» THE EXERCISE:
State how many lines in the rows below contain the string "with". Give only the number.

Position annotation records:
START

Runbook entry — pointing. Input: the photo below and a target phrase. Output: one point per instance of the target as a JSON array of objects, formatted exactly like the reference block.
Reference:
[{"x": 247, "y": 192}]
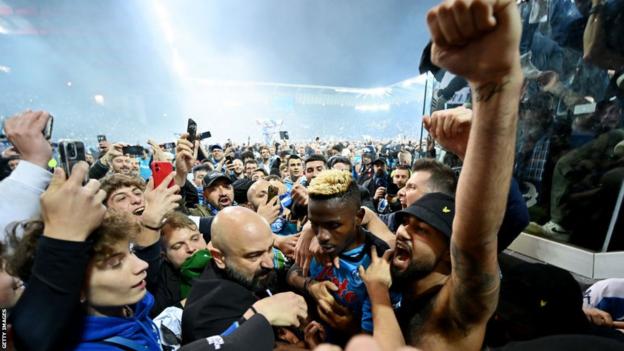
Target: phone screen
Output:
[{"x": 191, "y": 130}]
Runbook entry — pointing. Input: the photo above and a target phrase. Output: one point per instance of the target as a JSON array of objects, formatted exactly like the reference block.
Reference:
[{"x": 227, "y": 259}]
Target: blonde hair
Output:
[{"x": 330, "y": 183}]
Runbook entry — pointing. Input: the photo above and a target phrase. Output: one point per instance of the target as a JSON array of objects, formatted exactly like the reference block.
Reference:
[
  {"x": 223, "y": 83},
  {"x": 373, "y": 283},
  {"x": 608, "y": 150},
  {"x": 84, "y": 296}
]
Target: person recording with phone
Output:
[{"x": 29, "y": 136}]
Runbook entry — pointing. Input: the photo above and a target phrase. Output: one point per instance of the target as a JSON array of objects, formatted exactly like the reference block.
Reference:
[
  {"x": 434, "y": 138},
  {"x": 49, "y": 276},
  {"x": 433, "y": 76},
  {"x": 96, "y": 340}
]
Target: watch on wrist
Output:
[{"x": 596, "y": 9}]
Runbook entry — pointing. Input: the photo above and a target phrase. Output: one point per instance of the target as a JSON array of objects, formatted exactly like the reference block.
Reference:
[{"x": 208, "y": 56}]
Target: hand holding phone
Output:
[
  {"x": 70, "y": 153},
  {"x": 160, "y": 171},
  {"x": 272, "y": 192},
  {"x": 191, "y": 130}
]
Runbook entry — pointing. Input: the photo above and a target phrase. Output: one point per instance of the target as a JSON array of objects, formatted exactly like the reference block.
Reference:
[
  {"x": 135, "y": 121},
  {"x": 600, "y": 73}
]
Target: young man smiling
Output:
[{"x": 335, "y": 214}]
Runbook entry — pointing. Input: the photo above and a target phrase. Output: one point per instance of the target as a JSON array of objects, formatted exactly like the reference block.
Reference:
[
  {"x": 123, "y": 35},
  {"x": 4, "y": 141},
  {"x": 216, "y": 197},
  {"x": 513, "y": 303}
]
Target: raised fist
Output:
[{"x": 476, "y": 39}]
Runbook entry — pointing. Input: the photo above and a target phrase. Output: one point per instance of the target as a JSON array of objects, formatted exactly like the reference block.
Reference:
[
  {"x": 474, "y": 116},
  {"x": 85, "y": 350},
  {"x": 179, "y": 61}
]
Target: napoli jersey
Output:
[{"x": 351, "y": 289}]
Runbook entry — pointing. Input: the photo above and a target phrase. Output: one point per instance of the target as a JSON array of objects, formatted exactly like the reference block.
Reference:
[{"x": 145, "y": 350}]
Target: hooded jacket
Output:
[
  {"x": 110, "y": 333},
  {"x": 213, "y": 304}
]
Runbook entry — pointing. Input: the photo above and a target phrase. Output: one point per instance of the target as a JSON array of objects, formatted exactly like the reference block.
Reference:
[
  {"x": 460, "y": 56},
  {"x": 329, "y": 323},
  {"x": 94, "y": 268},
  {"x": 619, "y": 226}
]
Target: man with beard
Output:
[
  {"x": 236, "y": 169},
  {"x": 218, "y": 194},
  {"x": 445, "y": 260},
  {"x": 114, "y": 161},
  {"x": 335, "y": 214},
  {"x": 366, "y": 168},
  {"x": 295, "y": 171},
  {"x": 232, "y": 287},
  {"x": 379, "y": 181},
  {"x": 265, "y": 159}
]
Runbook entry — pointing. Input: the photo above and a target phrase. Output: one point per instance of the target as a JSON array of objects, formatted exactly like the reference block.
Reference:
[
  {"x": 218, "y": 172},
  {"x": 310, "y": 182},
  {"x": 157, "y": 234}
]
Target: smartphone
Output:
[
  {"x": 160, "y": 171},
  {"x": 70, "y": 153},
  {"x": 191, "y": 130},
  {"x": 134, "y": 150},
  {"x": 272, "y": 192},
  {"x": 168, "y": 146},
  {"x": 392, "y": 189},
  {"x": 204, "y": 135},
  {"x": 47, "y": 131}
]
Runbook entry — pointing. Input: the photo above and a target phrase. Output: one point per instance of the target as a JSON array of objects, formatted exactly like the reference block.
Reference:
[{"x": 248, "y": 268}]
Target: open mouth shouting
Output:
[
  {"x": 402, "y": 255},
  {"x": 138, "y": 211}
]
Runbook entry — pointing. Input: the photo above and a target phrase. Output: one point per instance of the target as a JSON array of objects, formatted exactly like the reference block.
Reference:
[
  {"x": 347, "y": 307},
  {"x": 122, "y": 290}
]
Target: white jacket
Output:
[{"x": 19, "y": 194}]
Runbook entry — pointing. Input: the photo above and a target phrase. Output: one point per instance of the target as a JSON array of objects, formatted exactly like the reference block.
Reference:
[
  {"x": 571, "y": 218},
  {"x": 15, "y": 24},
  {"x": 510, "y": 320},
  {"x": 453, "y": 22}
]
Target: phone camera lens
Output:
[{"x": 71, "y": 151}]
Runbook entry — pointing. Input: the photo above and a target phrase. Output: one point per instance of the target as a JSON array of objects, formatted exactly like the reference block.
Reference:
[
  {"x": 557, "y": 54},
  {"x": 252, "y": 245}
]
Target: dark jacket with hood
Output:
[{"x": 214, "y": 303}]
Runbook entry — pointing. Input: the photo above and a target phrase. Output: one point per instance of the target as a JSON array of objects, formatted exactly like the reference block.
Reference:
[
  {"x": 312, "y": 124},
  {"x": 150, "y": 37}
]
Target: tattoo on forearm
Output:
[
  {"x": 485, "y": 92},
  {"x": 477, "y": 292}
]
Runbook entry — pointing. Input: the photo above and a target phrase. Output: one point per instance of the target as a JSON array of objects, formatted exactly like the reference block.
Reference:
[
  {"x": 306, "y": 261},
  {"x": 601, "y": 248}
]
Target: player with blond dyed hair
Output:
[{"x": 335, "y": 215}]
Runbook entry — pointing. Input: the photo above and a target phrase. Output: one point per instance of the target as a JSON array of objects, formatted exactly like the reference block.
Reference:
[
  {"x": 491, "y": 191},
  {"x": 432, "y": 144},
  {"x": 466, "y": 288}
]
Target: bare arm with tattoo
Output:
[{"x": 485, "y": 52}]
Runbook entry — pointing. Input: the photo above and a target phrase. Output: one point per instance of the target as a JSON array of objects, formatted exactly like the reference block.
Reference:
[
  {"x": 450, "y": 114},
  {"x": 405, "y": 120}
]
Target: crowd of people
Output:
[{"x": 361, "y": 245}]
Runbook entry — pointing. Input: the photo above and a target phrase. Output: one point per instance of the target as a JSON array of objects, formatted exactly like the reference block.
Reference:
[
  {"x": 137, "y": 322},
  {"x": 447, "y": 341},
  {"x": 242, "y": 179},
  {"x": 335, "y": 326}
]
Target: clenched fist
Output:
[{"x": 476, "y": 39}]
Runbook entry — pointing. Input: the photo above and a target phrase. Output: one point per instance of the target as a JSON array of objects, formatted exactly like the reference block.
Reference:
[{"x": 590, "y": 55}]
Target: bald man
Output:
[{"x": 233, "y": 286}]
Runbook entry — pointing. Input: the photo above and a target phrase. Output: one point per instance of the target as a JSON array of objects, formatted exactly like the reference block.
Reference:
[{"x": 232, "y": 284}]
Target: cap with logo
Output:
[
  {"x": 435, "y": 209},
  {"x": 213, "y": 176}
]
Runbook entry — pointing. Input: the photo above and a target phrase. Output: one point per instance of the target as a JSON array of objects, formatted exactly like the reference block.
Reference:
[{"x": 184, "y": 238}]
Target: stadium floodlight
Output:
[{"x": 373, "y": 107}]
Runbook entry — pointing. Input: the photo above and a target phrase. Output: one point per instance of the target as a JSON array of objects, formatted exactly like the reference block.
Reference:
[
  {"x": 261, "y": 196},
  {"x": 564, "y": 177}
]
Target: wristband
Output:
[{"x": 306, "y": 283}]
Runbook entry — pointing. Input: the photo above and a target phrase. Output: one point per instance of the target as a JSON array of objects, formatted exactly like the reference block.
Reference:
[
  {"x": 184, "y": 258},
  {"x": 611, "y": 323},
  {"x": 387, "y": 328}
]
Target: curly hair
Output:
[
  {"x": 113, "y": 182},
  {"x": 114, "y": 228}
]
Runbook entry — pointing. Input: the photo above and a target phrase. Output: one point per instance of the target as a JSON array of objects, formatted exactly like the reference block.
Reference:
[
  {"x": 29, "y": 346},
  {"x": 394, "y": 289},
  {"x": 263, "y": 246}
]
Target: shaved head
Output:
[
  {"x": 242, "y": 246},
  {"x": 237, "y": 228}
]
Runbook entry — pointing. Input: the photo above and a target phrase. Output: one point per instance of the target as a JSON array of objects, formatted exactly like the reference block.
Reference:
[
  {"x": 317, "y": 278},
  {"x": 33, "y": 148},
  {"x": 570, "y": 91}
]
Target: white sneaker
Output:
[{"x": 556, "y": 232}]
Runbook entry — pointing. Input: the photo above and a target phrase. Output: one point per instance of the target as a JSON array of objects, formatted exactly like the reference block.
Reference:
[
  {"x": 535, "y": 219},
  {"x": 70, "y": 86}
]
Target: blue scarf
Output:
[{"x": 138, "y": 329}]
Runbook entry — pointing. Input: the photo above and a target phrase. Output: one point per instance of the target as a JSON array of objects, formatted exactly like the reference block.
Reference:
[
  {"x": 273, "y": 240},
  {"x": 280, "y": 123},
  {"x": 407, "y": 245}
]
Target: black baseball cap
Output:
[
  {"x": 213, "y": 176},
  {"x": 435, "y": 209},
  {"x": 379, "y": 160}
]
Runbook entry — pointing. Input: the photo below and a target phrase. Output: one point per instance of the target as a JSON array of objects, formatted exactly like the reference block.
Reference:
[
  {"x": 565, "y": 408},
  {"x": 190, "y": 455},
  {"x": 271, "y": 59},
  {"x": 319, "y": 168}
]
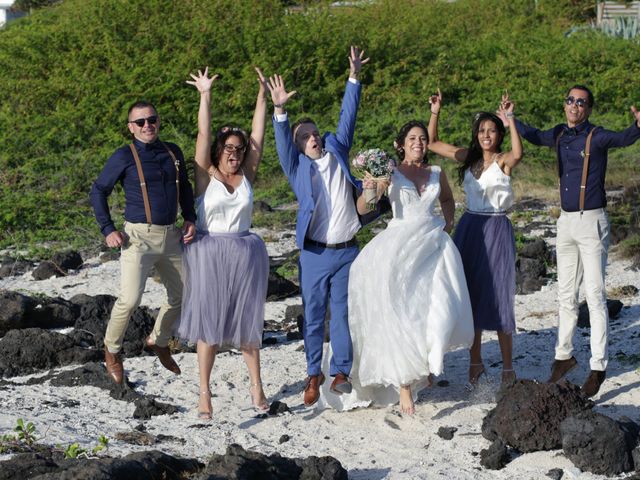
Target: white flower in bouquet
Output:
[{"x": 374, "y": 161}]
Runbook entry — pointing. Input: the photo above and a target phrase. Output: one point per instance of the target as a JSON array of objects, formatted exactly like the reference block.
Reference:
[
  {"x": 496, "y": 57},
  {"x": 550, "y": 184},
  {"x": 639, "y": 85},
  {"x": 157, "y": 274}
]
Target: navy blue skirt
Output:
[{"x": 488, "y": 250}]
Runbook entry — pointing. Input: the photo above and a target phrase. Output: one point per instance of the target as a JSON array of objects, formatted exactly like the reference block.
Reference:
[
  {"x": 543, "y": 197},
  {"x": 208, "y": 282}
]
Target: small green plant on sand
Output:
[{"x": 26, "y": 432}]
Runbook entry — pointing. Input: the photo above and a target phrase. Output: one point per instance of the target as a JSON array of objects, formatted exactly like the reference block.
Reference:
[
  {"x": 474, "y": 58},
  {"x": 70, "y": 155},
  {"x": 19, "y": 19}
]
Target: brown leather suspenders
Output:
[
  {"x": 585, "y": 168},
  {"x": 143, "y": 184},
  {"x": 585, "y": 165}
]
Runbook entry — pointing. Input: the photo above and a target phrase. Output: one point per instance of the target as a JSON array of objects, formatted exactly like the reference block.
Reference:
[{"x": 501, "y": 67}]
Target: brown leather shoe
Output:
[
  {"x": 340, "y": 384},
  {"x": 594, "y": 381},
  {"x": 164, "y": 355},
  {"x": 560, "y": 368},
  {"x": 115, "y": 368},
  {"x": 312, "y": 389}
]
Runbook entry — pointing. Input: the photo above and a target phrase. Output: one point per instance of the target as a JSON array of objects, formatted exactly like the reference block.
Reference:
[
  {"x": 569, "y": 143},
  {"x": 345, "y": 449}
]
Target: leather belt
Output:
[{"x": 336, "y": 246}]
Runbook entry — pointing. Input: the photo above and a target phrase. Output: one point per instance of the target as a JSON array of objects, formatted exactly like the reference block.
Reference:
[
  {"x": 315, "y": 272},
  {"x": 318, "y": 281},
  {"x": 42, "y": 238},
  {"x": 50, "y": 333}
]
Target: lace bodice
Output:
[
  {"x": 409, "y": 205},
  {"x": 491, "y": 192}
]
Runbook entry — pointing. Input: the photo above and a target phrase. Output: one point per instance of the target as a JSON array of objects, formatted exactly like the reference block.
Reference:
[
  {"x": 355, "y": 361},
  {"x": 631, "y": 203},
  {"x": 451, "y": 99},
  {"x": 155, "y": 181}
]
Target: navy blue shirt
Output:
[
  {"x": 160, "y": 176},
  {"x": 571, "y": 159}
]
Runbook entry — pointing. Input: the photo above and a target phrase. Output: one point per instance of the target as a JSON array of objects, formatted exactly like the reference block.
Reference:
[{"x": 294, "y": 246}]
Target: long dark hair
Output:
[
  {"x": 402, "y": 135},
  {"x": 475, "y": 151},
  {"x": 221, "y": 138}
]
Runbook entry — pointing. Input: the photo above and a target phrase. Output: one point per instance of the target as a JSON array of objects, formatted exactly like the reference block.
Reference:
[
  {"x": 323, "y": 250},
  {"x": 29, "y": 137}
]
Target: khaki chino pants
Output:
[
  {"x": 581, "y": 252},
  {"x": 147, "y": 246}
]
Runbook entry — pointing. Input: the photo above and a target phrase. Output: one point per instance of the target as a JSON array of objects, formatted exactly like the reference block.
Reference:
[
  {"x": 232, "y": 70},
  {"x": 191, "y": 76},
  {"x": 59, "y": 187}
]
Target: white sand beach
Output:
[{"x": 372, "y": 443}]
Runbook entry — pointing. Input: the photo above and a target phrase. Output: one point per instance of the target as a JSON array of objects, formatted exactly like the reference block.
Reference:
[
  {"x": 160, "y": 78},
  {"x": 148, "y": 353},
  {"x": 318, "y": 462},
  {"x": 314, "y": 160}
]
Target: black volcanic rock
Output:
[
  {"x": 150, "y": 465},
  {"x": 10, "y": 267},
  {"x": 530, "y": 274},
  {"x": 496, "y": 456},
  {"x": 46, "y": 270},
  {"x": 26, "y": 351},
  {"x": 69, "y": 260},
  {"x": 19, "y": 311},
  {"x": 599, "y": 444},
  {"x": 279, "y": 287},
  {"x": 94, "y": 316},
  {"x": 528, "y": 414}
]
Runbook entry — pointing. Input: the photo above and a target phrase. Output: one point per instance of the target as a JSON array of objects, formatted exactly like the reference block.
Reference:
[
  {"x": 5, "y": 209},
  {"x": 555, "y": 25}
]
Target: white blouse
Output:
[
  {"x": 222, "y": 212},
  {"x": 491, "y": 193}
]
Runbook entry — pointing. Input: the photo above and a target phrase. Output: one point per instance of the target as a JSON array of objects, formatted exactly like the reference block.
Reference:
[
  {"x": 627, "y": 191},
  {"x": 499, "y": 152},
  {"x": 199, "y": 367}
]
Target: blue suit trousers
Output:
[{"x": 324, "y": 279}]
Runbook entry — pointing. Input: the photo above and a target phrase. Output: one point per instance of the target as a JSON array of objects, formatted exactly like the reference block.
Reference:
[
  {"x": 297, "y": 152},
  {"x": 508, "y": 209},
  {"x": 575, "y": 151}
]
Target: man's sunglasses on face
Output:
[
  {"x": 580, "y": 102},
  {"x": 152, "y": 120}
]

END

» RESPONSE TO THIS TASK:
6